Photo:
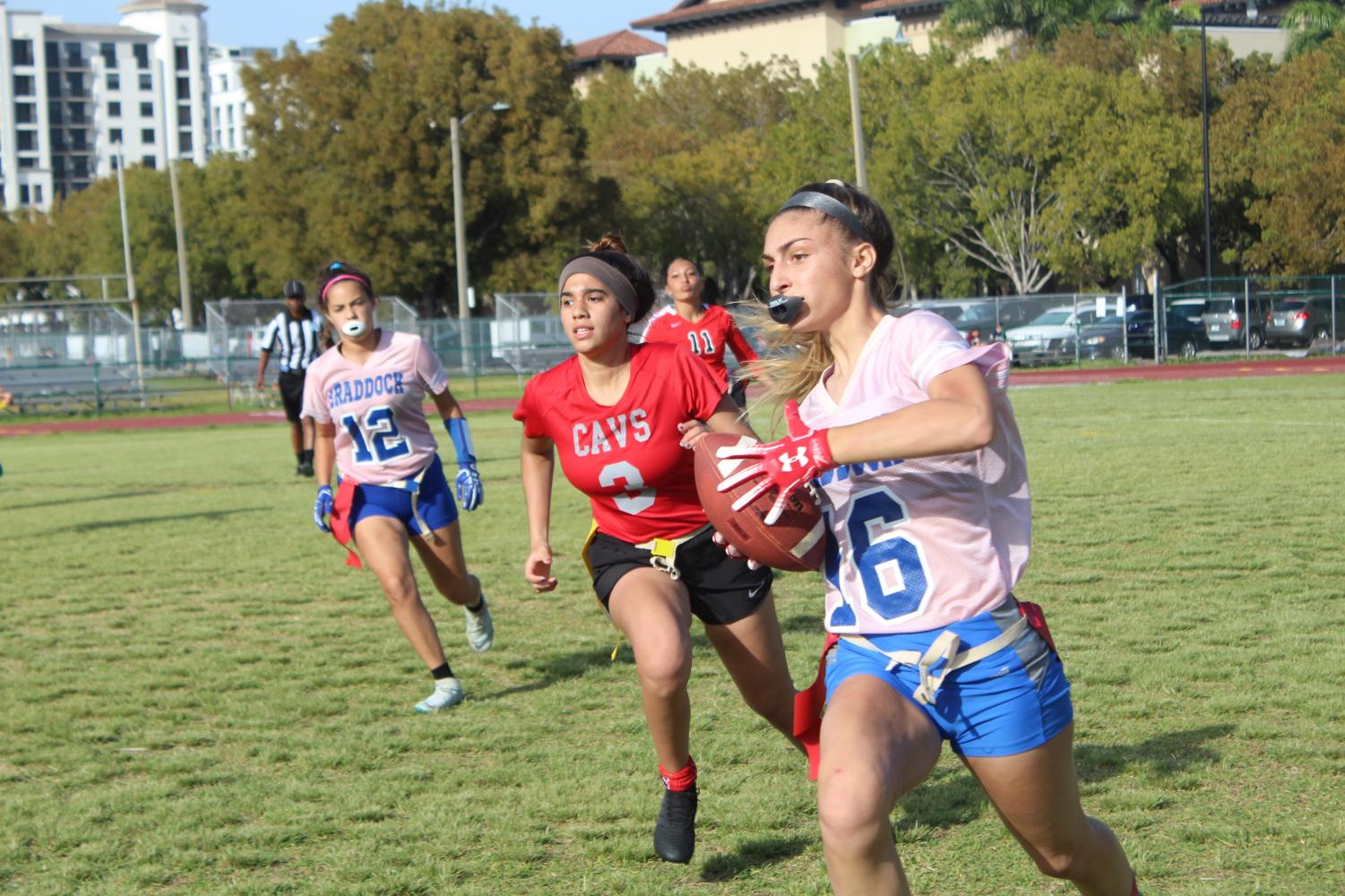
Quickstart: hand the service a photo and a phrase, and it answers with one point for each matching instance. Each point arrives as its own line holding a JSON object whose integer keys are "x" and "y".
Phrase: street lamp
{"x": 459, "y": 230}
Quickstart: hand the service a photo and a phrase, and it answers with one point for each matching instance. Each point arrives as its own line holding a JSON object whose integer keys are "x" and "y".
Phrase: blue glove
{"x": 469, "y": 482}
{"x": 323, "y": 507}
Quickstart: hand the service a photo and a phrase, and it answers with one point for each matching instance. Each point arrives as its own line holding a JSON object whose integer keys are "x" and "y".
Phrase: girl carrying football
{"x": 366, "y": 397}
{"x": 619, "y": 415}
{"x": 706, "y": 330}
{"x": 910, "y": 440}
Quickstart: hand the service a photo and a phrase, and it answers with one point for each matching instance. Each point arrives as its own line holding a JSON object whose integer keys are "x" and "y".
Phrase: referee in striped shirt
{"x": 298, "y": 334}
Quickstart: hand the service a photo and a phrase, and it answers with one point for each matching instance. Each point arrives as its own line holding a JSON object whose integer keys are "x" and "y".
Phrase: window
{"x": 21, "y": 51}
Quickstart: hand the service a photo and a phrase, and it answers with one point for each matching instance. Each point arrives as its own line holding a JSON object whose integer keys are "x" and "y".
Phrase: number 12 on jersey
{"x": 377, "y": 437}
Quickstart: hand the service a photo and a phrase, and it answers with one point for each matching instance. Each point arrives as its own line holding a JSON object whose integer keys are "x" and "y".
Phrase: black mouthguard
{"x": 784, "y": 308}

****

Polecenie:
Rozpisz wszystkie powyższe wiersze w tabeli Markdown z kolumnami „Numer” i „Treść wiersza”, pomijając puste linie. Obrazów nie umieszczaj w odpowiedzi.

Odpowiedź:
| Numer | Treść wiersza |
|---|---|
| 1 | Photo: |
| 2 | Quickstart: hand the service a photo and a phrase, and it answers with one point for each matching instance. Each point arrives as its own line holding a JSON object whose integer keys are "x" and "y". |
| 3 | Phrase: street lamp |
| 4 | {"x": 459, "y": 230} |
| 5 | Quickstart: hand the service a photo and a phrase, and it answers with one point for each matching instance. Each point arrives as its own line holding a JSON object whose integer keys are "x" and "y". |
| 6 | Phrase: blue glove |
| 7 | {"x": 469, "y": 482} |
| 8 | {"x": 323, "y": 507} |
| 9 | Quickstart: hand the service a photo and a phrase, and it answers with one point for each matching instance. Each point arrives as its own line holding a JSON object whose integer keys are "x" and "y". |
| 10 | Phrase: girl carrying football |
| 11 | {"x": 366, "y": 397} |
| 12 | {"x": 619, "y": 415} |
| 13 | {"x": 706, "y": 330} |
| 14 | {"x": 910, "y": 440} |
| 15 | Quickstart: hand the service a photo and a phrase, and it answers with one point for each matching instance. Each point arrives as its own line holding a JSON object whose integer keys are "x" and "y". |
| 16 | Phrase: referee in striped shirt |
| 17 | {"x": 298, "y": 334} |
| 18 | Quickstart: hand the service a photo and a phrase, and it answers with one point for each matching instance. Each point arrives as its own line holding a JSON object whose integer keys are "x" and "y". |
| 19 | Phrase: window |
| 20 | {"x": 21, "y": 51} |
| 21 | Quickstart: hand the service a photo and a phrase, and it answers with one point for each matching instance. Each point arrives as its own line holding a JSON object whose integer keys are "x" and "y". |
| 22 | Phrase: number 12 on jersey |
| 23 | {"x": 377, "y": 437} |
| 24 | Quickstart: hand the service a photo and a phrase, and it answers with one point for each matching instance. Each point arrives as its own line holding a JSON object whose integer keys are "x" and "y". |
| 25 | Phrase: black mouthguard |
| 26 | {"x": 784, "y": 308} |